- **What the exercise asks**: Transcribe the passage of the forum post about the oversized MySQL table starting at "This table has" and ending at "and recreate it.".

- **Page excerpt**:
I have a situation with a particular table that now thinks it contains 4 Petabytes of data. I know that sounds cool, but I assure you, it is only on a 60GB partition.

This table has 9 fields in it. One of them is a domain_id field. It is the best field to identify the rows by, as there are only approximately 6300 of them. The only other field option to match has over 2 million records, and that's just more difficult.

I cannot do a straight mysqldump because it will attempt to output all 4PB of data and fill the drive long before it gets close to that, so I need to surgically remove the good stuff, destroy the db, and recreate it.

I believe if I can do a dump for each domain_id record, then I will get most of the usable data out of it. This is what I am trying to use:

mysqldump -u root --skip-opt -q --no-create-info --skip-add-drop-table \
 --max_allowed_packet=1000000000 database table --where="domain_id=10" \
 > domains10.sql

Using this I expect every row with the domain_id 10 to be exported.

However, when I check the export, I am only getting 1 row, when however I look at the db, there are many many rows. It is as though the operator just finds one, then gives up.

- **Dataset content**:
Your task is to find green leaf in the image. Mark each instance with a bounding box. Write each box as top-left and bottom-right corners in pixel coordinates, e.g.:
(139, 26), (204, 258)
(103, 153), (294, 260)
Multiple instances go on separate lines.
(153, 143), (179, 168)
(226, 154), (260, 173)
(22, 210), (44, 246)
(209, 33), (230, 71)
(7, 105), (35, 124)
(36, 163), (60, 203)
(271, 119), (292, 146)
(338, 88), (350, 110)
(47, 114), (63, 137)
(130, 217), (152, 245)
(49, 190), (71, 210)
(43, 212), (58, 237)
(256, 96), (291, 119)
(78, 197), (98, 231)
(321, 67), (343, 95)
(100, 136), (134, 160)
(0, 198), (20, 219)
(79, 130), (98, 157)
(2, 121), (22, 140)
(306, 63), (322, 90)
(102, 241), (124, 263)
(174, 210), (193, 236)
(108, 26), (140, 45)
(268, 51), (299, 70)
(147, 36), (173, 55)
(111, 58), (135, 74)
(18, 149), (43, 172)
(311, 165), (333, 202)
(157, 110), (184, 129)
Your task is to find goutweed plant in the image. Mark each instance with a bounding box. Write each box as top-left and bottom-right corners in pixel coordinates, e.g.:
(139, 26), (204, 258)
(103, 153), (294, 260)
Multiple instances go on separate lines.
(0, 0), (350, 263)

- **Solution to this task**:
This table has 9 fields in it. One of them is a domain_id field. It is the best field to identify the rows by, as there are only approximately 6300 of them. The only other field option to match has over 2 million records, and that's just more difficult.

I cannot do a straight mysqldump because it will attempt to output all 4PB of data and fill the drive long before it gets close to that, so I need to surgically remove the good stuff, destroy the db, and recreate it.